▶ **Exercise**:
Reproduce all the data verbatim.

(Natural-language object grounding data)
_____

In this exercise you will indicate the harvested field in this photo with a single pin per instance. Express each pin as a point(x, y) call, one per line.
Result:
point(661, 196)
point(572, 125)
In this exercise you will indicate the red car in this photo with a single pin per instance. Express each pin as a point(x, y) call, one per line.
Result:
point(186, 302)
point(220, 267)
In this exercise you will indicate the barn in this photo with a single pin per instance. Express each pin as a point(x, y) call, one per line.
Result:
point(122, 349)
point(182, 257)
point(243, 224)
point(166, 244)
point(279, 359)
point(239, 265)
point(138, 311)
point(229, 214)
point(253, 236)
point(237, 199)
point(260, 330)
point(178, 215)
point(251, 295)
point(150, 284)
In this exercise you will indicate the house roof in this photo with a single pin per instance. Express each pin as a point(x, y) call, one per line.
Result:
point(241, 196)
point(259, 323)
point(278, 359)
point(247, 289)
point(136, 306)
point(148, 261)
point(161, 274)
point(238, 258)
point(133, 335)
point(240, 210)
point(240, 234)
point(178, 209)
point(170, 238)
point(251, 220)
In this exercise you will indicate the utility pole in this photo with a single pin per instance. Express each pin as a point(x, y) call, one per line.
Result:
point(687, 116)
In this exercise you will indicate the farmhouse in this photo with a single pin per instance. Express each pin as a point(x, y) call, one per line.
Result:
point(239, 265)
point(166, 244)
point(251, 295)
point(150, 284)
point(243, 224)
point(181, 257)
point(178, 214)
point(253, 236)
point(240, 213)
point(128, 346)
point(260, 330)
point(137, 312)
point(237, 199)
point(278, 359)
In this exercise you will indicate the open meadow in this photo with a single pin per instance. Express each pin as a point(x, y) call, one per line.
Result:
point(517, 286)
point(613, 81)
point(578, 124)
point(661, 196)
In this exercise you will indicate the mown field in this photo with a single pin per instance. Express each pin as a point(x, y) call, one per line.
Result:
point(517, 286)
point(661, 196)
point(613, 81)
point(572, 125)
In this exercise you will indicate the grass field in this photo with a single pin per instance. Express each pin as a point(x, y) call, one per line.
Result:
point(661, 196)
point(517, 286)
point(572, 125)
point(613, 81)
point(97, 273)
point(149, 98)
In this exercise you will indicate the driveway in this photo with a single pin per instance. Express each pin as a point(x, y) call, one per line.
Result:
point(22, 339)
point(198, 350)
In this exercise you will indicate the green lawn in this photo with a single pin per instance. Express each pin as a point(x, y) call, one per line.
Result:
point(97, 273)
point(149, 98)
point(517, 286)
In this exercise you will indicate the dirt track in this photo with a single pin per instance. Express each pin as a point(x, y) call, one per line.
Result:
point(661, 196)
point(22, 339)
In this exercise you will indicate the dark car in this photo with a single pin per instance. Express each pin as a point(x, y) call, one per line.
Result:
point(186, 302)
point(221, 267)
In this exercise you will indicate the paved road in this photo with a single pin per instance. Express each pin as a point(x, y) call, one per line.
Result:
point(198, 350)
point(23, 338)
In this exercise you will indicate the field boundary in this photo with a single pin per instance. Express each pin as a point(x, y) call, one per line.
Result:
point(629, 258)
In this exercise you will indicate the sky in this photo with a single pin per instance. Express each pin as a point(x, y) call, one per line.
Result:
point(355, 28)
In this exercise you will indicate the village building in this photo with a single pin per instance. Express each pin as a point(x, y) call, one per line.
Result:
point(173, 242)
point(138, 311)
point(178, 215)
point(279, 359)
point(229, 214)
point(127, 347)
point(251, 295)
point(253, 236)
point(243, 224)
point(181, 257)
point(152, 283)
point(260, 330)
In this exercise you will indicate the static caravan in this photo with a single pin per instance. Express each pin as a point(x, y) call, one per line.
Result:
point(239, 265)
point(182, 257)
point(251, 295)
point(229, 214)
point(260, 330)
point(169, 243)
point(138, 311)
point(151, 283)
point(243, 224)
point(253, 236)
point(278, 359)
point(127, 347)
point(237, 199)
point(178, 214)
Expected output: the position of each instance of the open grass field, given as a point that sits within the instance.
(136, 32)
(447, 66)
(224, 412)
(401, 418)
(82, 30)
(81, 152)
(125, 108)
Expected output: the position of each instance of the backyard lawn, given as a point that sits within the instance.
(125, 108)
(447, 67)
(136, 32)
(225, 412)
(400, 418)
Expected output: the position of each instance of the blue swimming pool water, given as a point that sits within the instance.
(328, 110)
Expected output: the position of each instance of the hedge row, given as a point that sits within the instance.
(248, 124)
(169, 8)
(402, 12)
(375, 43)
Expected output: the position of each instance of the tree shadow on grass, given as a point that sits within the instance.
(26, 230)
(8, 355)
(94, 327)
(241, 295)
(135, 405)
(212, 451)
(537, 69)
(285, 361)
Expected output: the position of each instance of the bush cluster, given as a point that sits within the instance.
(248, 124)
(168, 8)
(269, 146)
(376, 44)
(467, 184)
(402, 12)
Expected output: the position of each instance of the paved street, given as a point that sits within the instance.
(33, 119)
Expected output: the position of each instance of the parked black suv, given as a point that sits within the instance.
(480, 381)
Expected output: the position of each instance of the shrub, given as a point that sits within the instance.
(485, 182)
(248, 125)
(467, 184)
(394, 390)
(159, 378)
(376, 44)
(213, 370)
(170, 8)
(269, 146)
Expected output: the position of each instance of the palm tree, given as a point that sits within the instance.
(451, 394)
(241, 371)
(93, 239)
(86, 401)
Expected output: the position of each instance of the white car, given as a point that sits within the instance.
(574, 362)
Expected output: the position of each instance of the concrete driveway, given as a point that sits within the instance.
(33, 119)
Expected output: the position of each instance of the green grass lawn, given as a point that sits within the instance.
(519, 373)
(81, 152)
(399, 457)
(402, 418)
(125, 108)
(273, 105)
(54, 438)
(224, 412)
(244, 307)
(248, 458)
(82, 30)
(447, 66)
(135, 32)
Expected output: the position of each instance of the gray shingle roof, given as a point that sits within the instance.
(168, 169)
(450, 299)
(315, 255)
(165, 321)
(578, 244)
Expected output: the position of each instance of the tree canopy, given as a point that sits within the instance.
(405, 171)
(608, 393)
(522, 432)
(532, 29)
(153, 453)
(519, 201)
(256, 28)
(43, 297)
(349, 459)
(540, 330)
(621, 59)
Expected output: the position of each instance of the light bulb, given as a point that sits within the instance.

_____

▶ **Exercise response**:
In this exercise you will indicate the harvested field in this photo with a single pin per instance. Express each pin as a point(x, y) call, one per line.
Result:
point(661, 196)
point(572, 125)
In this exercise you will indicate the red car in this photo with a single pin per instance. Express each pin as a point(x, y) call, one per line.
Result:
point(186, 302)
point(220, 267)
In this exercise you will indicate the barn in this photo with a single pin per instance. Express each pin as a point(x, y) call, one per line.
Result:
point(122, 349)
point(182, 257)
point(243, 224)
point(166, 244)
point(279, 359)
point(239, 265)
point(138, 311)
point(229, 214)
point(253, 236)
point(237, 199)
point(260, 330)
point(178, 215)
point(251, 295)
point(150, 284)
In this exercise you will indicate the house roof in this photo with a single pin per instance. Express each pin as a point(x, y) call, one per line.
Result:
point(241, 196)
point(259, 323)
point(278, 359)
point(247, 289)
point(136, 306)
point(148, 261)
point(161, 274)
point(238, 258)
point(133, 335)
point(240, 210)
point(240, 234)
point(178, 209)
point(170, 238)
point(251, 220)
In this exercise you will indicate the utility pole in this photo with a single pin per instance. Express each pin as a point(x, y) call, one per line.
Result:
point(687, 116)
In this exercise you will indicate the farmhouse in this photo with a single pin per instance. Express each pin as a point(x, y) call, one per line.
Result:
point(239, 265)
point(166, 244)
point(251, 295)
point(150, 284)
point(243, 224)
point(181, 257)
point(178, 214)
point(253, 236)
point(240, 213)
point(128, 346)
point(260, 330)
point(137, 312)
point(237, 199)
point(278, 359)
In this exercise you will indicate the open meadow in this photo with a single pin per instance. Express each pin as a point(x, y) call, one per line.
Result:
point(517, 286)
point(613, 81)
point(578, 124)
point(661, 196)
In this exercise you will indicate the mown field in this photo with a single pin per instance. Express each pin as a point(x, y) call, one per line.
Result:
point(517, 286)
point(661, 196)
point(613, 81)
point(572, 125)
In this exercise you will indicate the grass field in this photo with a single pin per instance. Express each pin as a point(x, y) call, one per line.
Result:
point(661, 196)
point(517, 286)
point(572, 125)
point(613, 81)
point(97, 273)
point(149, 98)
In this exercise you will indicate the driveway in this photo with a single pin per instance. Express each pin as a point(x, y) call, one per line.
Result:
point(22, 339)
point(198, 350)
In this exercise you will indicate the green lawn in this photo with a single pin per instance. Express each pin as a point(x, y) call, one per line.
Result:
point(97, 273)
point(149, 98)
point(517, 286)
In this exercise you will indicate the dirt track in this photo with a single pin per instance. Express each pin as a point(x, y) call, one per line.
Result:
point(661, 196)
point(22, 339)
In this exercise you will indicate the dark car in this photo with a single pin per instance. Express each pin as a point(x, y) call, one per line.
Result:
point(186, 302)
point(221, 267)
In this exercise you will indicate the paved road in this photo with a single pin per instance. Express each pin as a point(x, y) call, one per line.
Result:
point(198, 350)
point(23, 338)
In this exercise you will indicate the field boundary in this photo with a single pin per instance. Express each pin as a point(x, y) call, one per line.
Result:
point(629, 258)
In this exercise you will indicate the sky in this photo with a single pin per instance. Express each pin as a point(x, y) call, one per line.
Result:
point(355, 28)
In this exercise you will indicate the village building in this photo with a single pin per instance. Express each pin as a point(x, y) call, one per line.
Result:
point(173, 242)
point(138, 311)
point(178, 215)
point(279, 359)
point(229, 214)
point(127, 347)
point(251, 295)
point(253, 236)
point(243, 224)
point(181, 257)
point(152, 283)
point(260, 330)
In this exercise you will indicate the static caravan in this photo with a single pin per instance. Express each pin as a point(x, y) call, one per line.
Result:
point(239, 265)
point(182, 257)
point(251, 295)
point(229, 214)
point(260, 330)
point(169, 243)
point(138, 311)
point(151, 283)
point(243, 224)
point(253, 236)
point(278, 359)
point(127, 347)
point(237, 199)
point(178, 214)
Expected output: the position of each instance of the open grass field, given as a point that sits within the instance.
(136, 32)
(447, 66)
(224, 412)
(401, 418)
(82, 30)
(81, 152)
(125, 108)
Expected output: the position of each instance of the backyard lawn, given as a point that sits within the instance.
(125, 108)
(447, 67)
(136, 32)
(225, 412)
(400, 418)
Expected output: the position of each instance of the blue swimming pool water, given as a point that sits within the instance.
(328, 110)
Expected output: the position of each instance of the hedge row, given as a point that sits within the instance.
(248, 124)
(169, 8)
(402, 12)
(375, 43)
Expected output: the position of each instance of the tree shadow on grass, given as a point that sits within the instance.
(26, 230)
(8, 355)
(94, 327)
(241, 295)
(135, 405)
(212, 451)
(537, 69)
(285, 361)
Expected output: the position of each instance of the bush cluster, given as a point that sits within the instance.
(248, 124)
(168, 8)
(269, 146)
(376, 44)
(467, 184)
(402, 12)
Expected output: the position of each instance of the paved street, given as a point that sits within the instance.
(33, 119)
Expected output: the position of each instance of the parked black suv, given as a point that sits within the instance.
(480, 381)
Expected output: the position of each instance of the shrub, given as a point that sits within the instance.
(485, 182)
(248, 125)
(467, 184)
(394, 390)
(159, 378)
(376, 44)
(213, 370)
(170, 8)
(269, 146)
Expected output: the position of each instance of the palm tree, given as a point that sits within the instance.
(451, 394)
(241, 371)
(93, 239)
(86, 401)
Expected output: the position of each instance of the white car, given as a point that sits within the instance.
(574, 362)
Expected output: the position of each instance of the concrete driveway, given as a point that sits within the instance.
(33, 119)
Expected output: the position of each instance of the green grass lawn, given as a point that sits within the instance.
(519, 373)
(81, 152)
(399, 457)
(402, 418)
(125, 108)
(273, 105)
(54, 438)
(224, 412)
(244, 307)
(248, 458)
(82, 30)
(447, 66)
(135, 32)
Expected output: the position of each instance of the gray shingle roof, given as a point that sits within the instance.
(168, 169)
(450, 299)
(315, 255)
(165, 321)
(578, 244)
Expected output: the position of each instance of the tree canopy, given as a point that sits within the instance.
(405, 171)
(608, 393)
(522, 432)
(532, 29)
(153, 453)
(519, 201)
(256, 28)
(43, 297)
(349, 459)
(540, 330)
(621, 59)
Expected output: the position of each instance of the light bulb, given as a point that sits within the instance.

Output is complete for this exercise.